------ Reading passage
Sahu, the environmental consultant, said refined coal is most effective at reducing NOx emissions when a utility burns the fuel at a relatively low temperature, something that typically occurs when electricity demands on the plant are low.
But using low temperatures over an extended period can also damage power plant boilers by causing corrosion and soot buildup, he said. Conversely, burning the coal at a relatively high temperature – more common during high-demand periods – can reduce the risk of damage but limit the effectiveness of smog reductions.
The Grand River Dam Authority stopped burning refined coal at its Oklahoma power plant last year because corrosion and other problems outweighed any upside, said John Wiscaver, head of GRDA’s corporate communications.
“We had too many problems with refined coal,” he said.
Refined coal has also led to contamination of water supplies for more than a million people, according to regulators and utility officials.
In 2012, the South Carolina Department of Health & Environmental Control noticed elevated levels of bromides, the chemicals used to treat refined coal, in the Santee Cooper-Lake Moultrie public water system, said Tommy Crosby, a spokesman for the agency.
The South Carolina plant’s refined coal operation stopped spraying bromide on the coal burned at the Cross Generating Station out of concern for the elevated levels of cancer-causing trihalomethanes, Crosby said, and the levels decreased within six months. Trihalomethanes are created when bromide mixes with the chlorine in treated drinking water.
------------
------ Material shown
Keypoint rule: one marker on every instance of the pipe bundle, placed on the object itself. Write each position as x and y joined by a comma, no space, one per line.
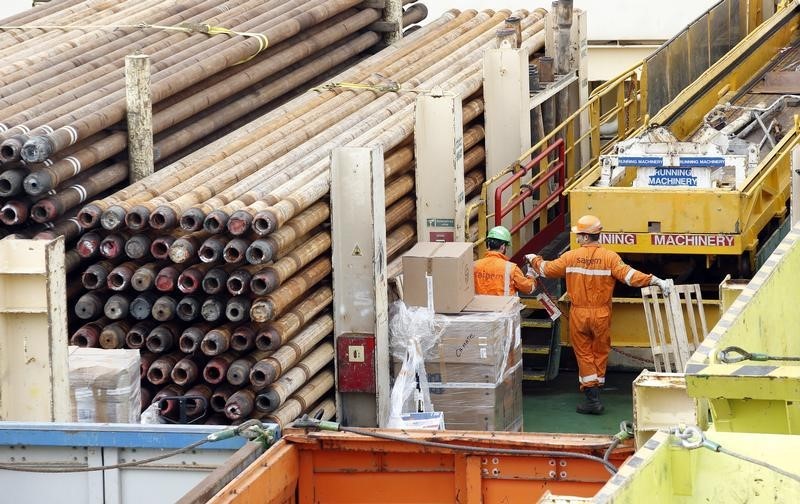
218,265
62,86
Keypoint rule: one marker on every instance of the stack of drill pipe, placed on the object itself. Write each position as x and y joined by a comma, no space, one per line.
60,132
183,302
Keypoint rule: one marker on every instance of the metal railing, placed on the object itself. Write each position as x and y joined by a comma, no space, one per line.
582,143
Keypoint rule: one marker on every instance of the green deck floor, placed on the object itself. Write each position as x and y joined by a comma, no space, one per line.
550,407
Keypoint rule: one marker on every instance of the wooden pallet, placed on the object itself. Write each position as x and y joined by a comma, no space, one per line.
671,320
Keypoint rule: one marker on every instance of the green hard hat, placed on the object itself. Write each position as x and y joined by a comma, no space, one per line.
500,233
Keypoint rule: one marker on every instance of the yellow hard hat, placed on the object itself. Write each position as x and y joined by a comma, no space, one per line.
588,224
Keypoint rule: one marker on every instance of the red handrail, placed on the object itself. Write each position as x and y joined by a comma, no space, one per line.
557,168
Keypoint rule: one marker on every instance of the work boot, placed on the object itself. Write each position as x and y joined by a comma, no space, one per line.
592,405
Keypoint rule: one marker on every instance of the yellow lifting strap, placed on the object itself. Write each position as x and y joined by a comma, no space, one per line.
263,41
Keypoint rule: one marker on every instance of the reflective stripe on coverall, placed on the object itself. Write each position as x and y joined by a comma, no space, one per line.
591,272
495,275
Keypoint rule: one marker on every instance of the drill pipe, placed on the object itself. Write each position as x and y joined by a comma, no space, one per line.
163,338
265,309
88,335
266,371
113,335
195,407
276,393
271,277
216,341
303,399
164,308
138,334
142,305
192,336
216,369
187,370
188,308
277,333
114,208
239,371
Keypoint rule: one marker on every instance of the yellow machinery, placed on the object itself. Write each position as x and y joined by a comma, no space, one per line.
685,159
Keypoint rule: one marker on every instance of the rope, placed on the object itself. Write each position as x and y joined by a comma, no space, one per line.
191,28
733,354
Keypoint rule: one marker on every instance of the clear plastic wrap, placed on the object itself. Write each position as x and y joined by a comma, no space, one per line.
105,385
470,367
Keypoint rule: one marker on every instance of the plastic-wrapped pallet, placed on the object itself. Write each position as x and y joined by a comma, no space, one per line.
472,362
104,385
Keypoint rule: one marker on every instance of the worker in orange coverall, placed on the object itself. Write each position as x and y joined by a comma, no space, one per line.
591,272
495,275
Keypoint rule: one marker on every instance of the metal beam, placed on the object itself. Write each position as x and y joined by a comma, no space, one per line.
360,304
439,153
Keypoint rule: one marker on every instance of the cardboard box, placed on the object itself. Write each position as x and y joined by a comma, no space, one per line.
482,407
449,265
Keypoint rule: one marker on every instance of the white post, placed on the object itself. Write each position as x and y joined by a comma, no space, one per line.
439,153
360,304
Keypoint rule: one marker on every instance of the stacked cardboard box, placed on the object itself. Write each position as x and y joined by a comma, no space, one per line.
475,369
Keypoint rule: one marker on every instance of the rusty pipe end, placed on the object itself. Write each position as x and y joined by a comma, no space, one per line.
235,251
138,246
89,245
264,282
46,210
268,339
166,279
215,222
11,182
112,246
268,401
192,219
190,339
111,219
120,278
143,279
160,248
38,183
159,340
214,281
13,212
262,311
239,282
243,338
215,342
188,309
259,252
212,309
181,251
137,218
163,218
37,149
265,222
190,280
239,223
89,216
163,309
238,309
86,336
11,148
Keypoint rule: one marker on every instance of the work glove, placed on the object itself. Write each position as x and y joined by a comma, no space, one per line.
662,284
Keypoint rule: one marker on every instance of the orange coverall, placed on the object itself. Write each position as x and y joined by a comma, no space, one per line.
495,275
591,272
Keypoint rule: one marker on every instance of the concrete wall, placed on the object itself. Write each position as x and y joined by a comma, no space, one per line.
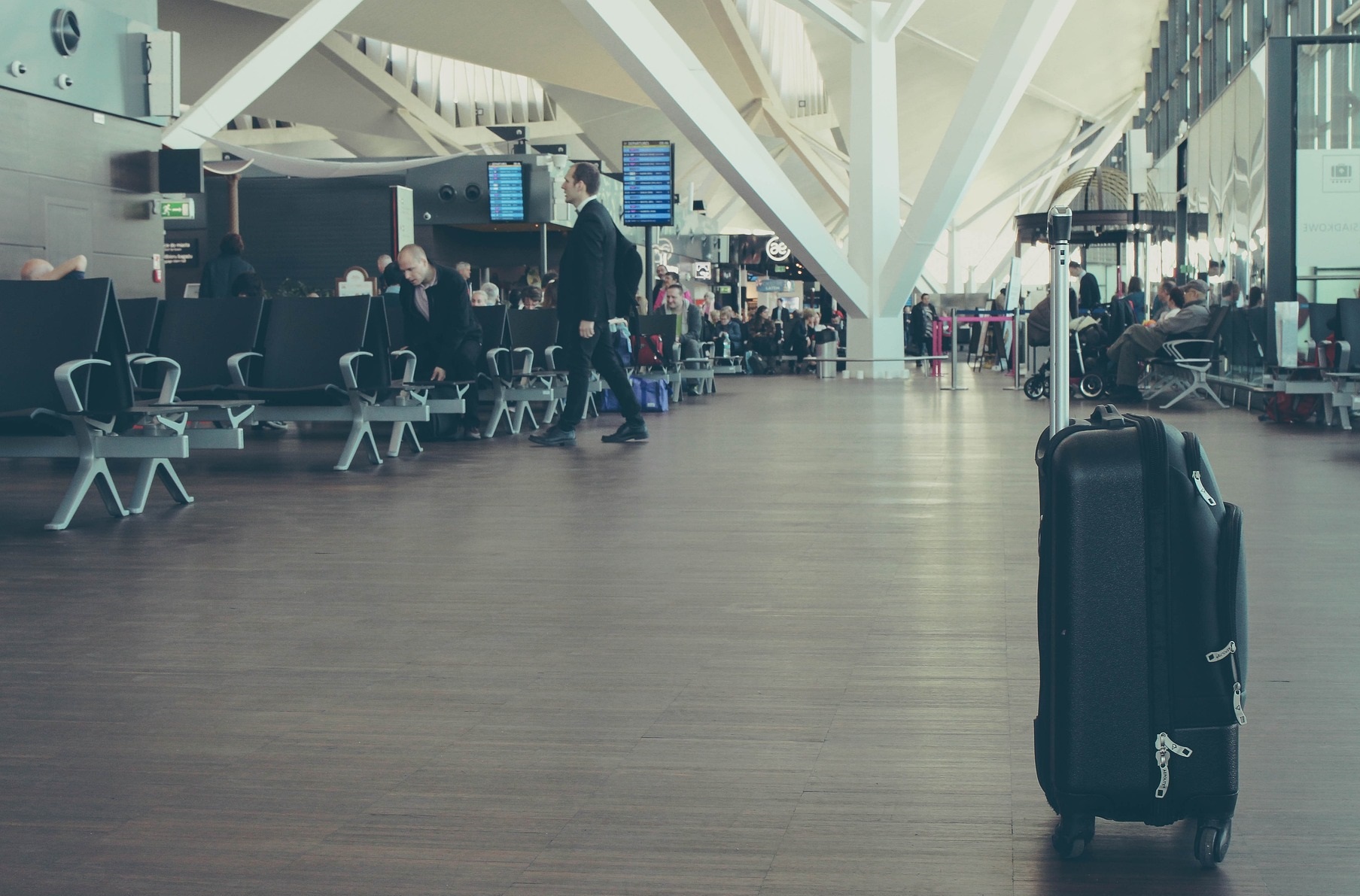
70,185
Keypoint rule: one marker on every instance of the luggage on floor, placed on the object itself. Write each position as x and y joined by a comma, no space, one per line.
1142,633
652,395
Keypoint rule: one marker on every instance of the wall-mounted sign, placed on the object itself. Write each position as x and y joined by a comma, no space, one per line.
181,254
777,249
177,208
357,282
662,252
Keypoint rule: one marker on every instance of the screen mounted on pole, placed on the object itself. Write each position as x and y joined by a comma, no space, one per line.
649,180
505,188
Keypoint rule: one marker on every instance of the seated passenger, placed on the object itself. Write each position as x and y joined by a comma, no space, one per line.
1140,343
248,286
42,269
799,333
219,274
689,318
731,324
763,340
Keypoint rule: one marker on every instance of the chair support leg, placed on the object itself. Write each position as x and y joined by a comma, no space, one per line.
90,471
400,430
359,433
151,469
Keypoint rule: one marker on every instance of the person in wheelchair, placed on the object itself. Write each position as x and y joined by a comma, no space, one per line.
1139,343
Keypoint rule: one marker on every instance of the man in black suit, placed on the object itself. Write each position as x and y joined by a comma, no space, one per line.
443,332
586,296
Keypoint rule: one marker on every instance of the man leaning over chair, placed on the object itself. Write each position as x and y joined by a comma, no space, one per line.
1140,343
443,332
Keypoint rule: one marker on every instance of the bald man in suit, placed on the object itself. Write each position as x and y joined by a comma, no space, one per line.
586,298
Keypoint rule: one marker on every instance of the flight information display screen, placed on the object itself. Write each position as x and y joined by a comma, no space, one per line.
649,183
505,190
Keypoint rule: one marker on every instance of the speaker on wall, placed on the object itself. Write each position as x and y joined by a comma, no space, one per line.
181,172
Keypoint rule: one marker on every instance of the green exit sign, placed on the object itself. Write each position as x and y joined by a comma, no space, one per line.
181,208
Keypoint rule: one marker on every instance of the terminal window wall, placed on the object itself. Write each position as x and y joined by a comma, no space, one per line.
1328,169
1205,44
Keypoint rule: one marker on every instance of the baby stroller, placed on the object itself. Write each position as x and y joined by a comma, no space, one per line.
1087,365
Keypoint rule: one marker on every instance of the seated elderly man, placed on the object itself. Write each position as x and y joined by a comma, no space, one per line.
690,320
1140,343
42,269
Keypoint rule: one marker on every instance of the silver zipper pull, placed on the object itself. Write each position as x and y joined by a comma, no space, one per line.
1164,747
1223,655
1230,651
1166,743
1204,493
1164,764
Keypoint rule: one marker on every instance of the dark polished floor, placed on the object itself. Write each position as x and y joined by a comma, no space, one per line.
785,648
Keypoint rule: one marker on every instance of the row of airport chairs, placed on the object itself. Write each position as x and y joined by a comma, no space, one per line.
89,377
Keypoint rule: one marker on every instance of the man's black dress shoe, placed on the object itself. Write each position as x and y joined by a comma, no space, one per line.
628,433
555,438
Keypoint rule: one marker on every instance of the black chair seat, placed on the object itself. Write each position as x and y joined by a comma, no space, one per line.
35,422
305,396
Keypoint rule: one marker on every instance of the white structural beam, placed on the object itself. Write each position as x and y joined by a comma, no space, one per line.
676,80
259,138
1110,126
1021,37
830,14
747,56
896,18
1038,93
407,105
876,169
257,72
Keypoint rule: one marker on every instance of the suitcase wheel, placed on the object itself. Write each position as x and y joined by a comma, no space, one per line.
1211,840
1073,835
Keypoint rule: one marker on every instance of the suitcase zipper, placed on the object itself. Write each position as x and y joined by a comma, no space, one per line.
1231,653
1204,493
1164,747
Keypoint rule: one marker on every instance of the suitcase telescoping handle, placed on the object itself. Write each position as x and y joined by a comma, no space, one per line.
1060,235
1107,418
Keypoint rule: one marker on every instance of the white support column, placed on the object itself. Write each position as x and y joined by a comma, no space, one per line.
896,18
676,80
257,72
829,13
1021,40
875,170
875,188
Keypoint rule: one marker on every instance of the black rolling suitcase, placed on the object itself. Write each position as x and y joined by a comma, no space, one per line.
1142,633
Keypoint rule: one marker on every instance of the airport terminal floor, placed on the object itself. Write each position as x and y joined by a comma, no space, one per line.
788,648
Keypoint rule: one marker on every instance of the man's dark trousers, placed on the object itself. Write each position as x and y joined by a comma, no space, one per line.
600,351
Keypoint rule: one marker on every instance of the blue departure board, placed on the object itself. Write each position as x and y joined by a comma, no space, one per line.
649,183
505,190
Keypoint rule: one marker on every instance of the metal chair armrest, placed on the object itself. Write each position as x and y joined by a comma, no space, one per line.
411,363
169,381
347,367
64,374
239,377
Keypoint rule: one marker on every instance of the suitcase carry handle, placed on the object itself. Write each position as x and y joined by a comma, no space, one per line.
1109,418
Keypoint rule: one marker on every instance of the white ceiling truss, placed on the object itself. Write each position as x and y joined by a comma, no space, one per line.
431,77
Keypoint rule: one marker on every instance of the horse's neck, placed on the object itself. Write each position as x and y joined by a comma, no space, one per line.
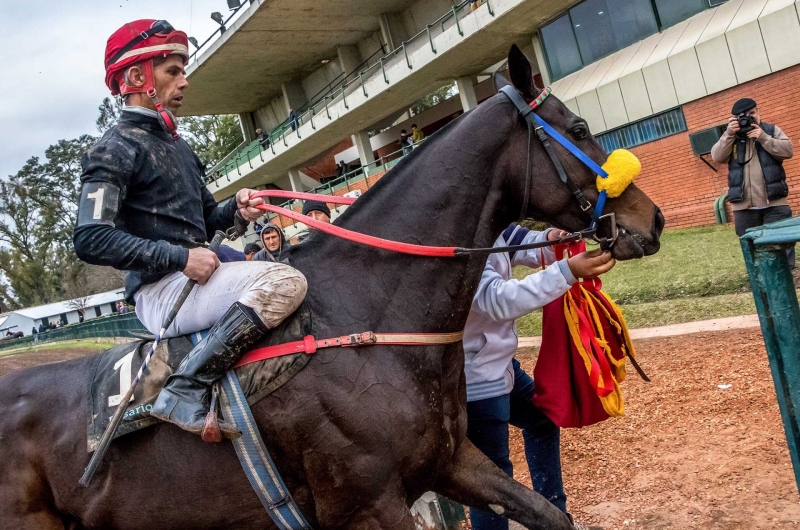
------------
*Task list:*
A) For the passage on refined coal, say whether each statement agrees with it, answering yes or no and quoting the deciding words: (i) The Grand River Dam Authority gave up refined coal at its Oklahoma plant due to corrosion and other problems. (ii) Refined coal cuts NOx emissions best when burned at a relatively high temperature. (iii) Trihalomethanes form when bromide mixes with chlorine in treated drinking water.
B) In the passage on refined coal, take the part that opens with the words containing "In 2012, the" and closes with "for the agency.". Write it out again, switching "public water system" to "municipal water supply".
This material stands apart from the passage on refined coal.

*Solution list:*
A)
(i) Yes: "stopped burning refined coal at its Oklahoma power plant last year because corrosion and other problems outweighed any upside"
(ii) No: "refined coal is most effective at reducing NOx emissions when a utility burns the fuel at a relatively low temperature"
(iii) Yes: "Trihalomethanes are created when bromide mixes with the chlorine in treated drinking water."

B)
In 2012, the South Carolina Department of Health & Environmental Control noticed elevated levels of bromides, the chemicals used to treat refined coal, in the Santee Cooper-Lake Moultrie municipal water supply, said Tommy Crosby, a spokesman for the agency.